- **Mask labeling examples**:
■ ■ ■ ■ ■

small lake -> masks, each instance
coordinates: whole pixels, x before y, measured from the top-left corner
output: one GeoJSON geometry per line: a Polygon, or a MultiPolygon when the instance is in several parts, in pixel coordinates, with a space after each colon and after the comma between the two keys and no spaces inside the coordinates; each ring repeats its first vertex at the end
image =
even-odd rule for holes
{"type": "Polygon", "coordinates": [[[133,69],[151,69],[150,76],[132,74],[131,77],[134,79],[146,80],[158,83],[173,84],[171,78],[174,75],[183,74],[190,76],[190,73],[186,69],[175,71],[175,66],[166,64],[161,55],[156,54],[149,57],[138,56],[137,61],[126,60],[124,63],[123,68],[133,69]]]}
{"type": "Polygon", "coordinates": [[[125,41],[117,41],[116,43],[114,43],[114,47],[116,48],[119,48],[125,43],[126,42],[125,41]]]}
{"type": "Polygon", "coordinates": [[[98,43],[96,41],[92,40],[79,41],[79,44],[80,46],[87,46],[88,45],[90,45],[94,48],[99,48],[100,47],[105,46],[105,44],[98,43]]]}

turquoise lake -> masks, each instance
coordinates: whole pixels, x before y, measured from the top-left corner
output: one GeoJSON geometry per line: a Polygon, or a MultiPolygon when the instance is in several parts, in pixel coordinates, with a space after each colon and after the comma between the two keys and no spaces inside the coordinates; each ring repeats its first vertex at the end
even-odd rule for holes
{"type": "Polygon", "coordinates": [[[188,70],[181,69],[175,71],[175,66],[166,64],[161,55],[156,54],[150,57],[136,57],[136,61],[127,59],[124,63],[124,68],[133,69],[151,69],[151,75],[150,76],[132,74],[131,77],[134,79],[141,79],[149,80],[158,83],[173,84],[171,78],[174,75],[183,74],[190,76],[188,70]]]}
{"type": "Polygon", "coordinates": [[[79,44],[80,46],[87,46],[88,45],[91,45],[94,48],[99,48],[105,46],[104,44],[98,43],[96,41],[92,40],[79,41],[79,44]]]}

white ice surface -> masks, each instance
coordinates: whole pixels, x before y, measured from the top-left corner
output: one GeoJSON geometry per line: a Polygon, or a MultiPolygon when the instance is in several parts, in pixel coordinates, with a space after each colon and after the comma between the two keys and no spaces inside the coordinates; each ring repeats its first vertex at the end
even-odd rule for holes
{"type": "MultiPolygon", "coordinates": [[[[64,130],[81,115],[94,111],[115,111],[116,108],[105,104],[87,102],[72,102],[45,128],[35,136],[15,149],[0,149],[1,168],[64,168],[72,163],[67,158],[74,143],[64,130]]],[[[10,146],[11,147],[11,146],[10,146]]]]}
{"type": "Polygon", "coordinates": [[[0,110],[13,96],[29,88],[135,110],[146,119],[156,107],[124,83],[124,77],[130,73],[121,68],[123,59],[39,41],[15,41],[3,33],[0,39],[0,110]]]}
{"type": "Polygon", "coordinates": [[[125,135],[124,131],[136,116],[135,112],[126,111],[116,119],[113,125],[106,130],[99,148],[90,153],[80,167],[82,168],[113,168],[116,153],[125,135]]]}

■ ■ ■ ■ ■

- **Task requirements**:
Turn every line of the records above into one numbered list, skipping the blank lines.

- **Exercise answer**:
1. small lake -> masks, each instance
2. coordinates: whole pixels, x before y, measured from the top-left corner
3. output: one GeoJSON geometry per line: a Polygon, or a MultiPolygon when the instance is in several parts, in pixel coordinates, with a space after each colon and after the comma between the two keys and no spaces inside the coordinates; each ring repeats its first vertex at the end
4. image =
5. even-odd rule for holes
6. {"type": "Polygon", "coordinates": [[[133,69],[151,69],[150,76],[132,74],[131,77],[134,79],[146,80],[158,83],[173,84],[171,78],[174,75],[183,74],[190,76],[190,73],[186,69],[175,71],[175,66],[166,64],[161,55],[156,54],[149,57],[138,56],[137,61],[126,60],[124,63],[123,68],[133,69]]]}
7. {"type": "Polygon", "coordinates": [[[125,41],[117,41],[116,43],[114,43],[114,47],[116,48],[119,48],[125,43],[126,42],[125,41]]]}
8. {"type": "Polygon", "coordinates": [[[98,43],[96,41],[92,40],[79,41],[79,44],[80,46],[87,46],[88,45],[90,45],[94,48],[99,48],[100,47],[105,46],[105,44],[98,43]]]}
9. turquoise lake -> masks, each instance
10. coordinates: whole pixels, x before y, measured from the top-left corner
11. output: one GeoJSON geometry per line: a Polygon, or a MultiPolygon when the instance is in several parts, in pixel coordinates, with a space after each colon and after the comma between the two keys and no spaces inside the coordinates; each ring repeats its first vertex at the end
12. even-odd rule for holes
13. {"type": "Polygon", "coordinates": [[[188,70],[181,69],[175,71],[175,66],[166,64],[161,55],[156,54],[150,57],[136,57],[136,61],[127,59],[124,63],[124,68],[133,69],[151,69],[151,75],[150,76],[132,74],[131,77],[134,79],[141,79],[149,80],[158,83],[173,84],[171,78],[174,75],[183,74],[190,76],[188,70]]]}
14. {"type": "Polygon", "coordinates": [[[79,44],[80,46],[87,46],[88,45],[91,45],[94,48],[99,48],[105,46],[104,44],[98,43],[96,41],[92,40],[79,41],[79,44]]]}
15. white ice surface -> masks, each instance
16. coordinates: whole pixels, x before y, measured from the top-left corner
17. output: one GeoJSON geometry per line: a Polygon, or a MultiPolygon when the instance is in several parts, in pixel coordinates, with a space after each colon and after the comma between the two keys and no spaces inside the coordinates; each ring repeats its first vertex at the end
18. even-odd rule for holes
19. {"type": "MultiPolygon", "coordinates": [[[[64,130],[81,115],[94,111],[115,111],[116,108],[105,104],[87,102],[72,102],[45,128],[35,136],[15,149],[0,149],[1,168],[64,168],[72,163],[67,158],[74,143],[64,130]]],[[[10,146],[11,147],[11,146],[10,146]]]]}
20. {"type": "Polygon", "coordinates": [[[0,110],[13,96],[29,88],[135,110],[146,119],[156,107],[124,83],[124,77],[130,73],[121,68],[123,59],[39,41],[15,41],[3,33],[0,39],[0,110]]]}
21. {"type": "Polygon", "coordinates": [[[125,135],[124,131],[136,116],[135,112],[126,111],[116,119],[113,125],[106,130],[99,148],[90,153],[80,167],[82,168],[113,168],[116,153],[125,135]]]}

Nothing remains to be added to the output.